** begin Material for the task **

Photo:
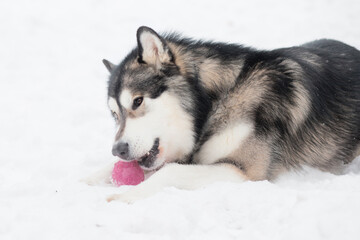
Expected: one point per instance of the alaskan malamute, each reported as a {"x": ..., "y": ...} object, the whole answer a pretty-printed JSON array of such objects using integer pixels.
[{"x": 200, "y": 112}]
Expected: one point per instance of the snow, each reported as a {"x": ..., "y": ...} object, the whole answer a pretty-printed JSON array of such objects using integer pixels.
[{"x": 55, "y": 128}]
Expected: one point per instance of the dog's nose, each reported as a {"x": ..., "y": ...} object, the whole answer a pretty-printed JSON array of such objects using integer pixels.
[{"x": 121, "y": 150}]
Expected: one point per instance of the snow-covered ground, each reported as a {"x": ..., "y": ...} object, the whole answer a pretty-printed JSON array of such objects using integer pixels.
[{"x": 55, "y": 127}]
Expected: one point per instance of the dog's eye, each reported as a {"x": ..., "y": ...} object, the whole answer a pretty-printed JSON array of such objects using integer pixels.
[{"x": 137, "y": 102}]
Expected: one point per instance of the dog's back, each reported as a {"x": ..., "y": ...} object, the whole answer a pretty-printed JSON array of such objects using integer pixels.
[
  {"x": 331, "y": 133},
  {"x": 305, "y": 105}
]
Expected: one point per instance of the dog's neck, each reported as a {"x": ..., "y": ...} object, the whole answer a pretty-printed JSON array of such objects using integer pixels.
[{"x": 216, "y": 73}]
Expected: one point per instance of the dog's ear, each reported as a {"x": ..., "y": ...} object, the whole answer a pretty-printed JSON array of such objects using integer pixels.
[
  {"x": 110, "y": 66},
  {"x": 152, "y": 49}
]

** end Material for the task **

→ Required task: Transcribe the full listing above exactly, with the images removed.

→ Task response:
Photo:
Expected: one point per instance of the alaskan malamute, each reported as a {"x": ..., "y": ...} object, the whole answer a pretty-printed JSON array of such objects using integer pixels.
[{"x": 200, "y": 112}]
Expected: one point per instance of the snow, each reported as a {"x": ..., "y": ...} object, the whole answer a pretty-printed JSON array of such objects using integer pixels.
[{"x": 55, "y": 128}]
Expected: one point per instance of the dog's nose, each reported as a {"x": ..., "y": ...} object, the whole answer a pretty-printed JSON array of such objects using integer pixels.
[{"x": 121, "y": 150}]
Expected: one point per instance of the snow-covered ground, each reported as a {"x": ..., "y": ...} object, the whole answer a pretty-printed JSON array of such objects using integer pixels.
[{"x": 55, "y": 127}]
Expected: one point per instance of the dog's eye, each reported as a {"x": ..., "y": ...} object, the whole answer a pretty-printed JSON array of such objects using integer pixels.
[{"x": 137, "y": 102}]
Expected: one point per instance of the dog's back, each reported as a {"x": ..., "y": ...} object, the whole answer a pretty-printed JSON array of such objects using integer pixels.
[
  {"x": 331, "y": 133},
  {"x": 305, "y": 105}
]
Expected: one point per instance of the dog's neck, each reported as a {"x": ..., "y": ...} object, the whole answer a pretty-printed JSON array of such objects using integer pixels.
[{"x": 216, "y": 73}]
Expected: one point per instance of the dog's ear, each reported as a {"x": ..., "y": ...} object, the whole answer a pretty-printed JSON array of such objects using integer pixels.
[
  {"x": 110, "y": 66},
  {"x": 152, "y": 49}
]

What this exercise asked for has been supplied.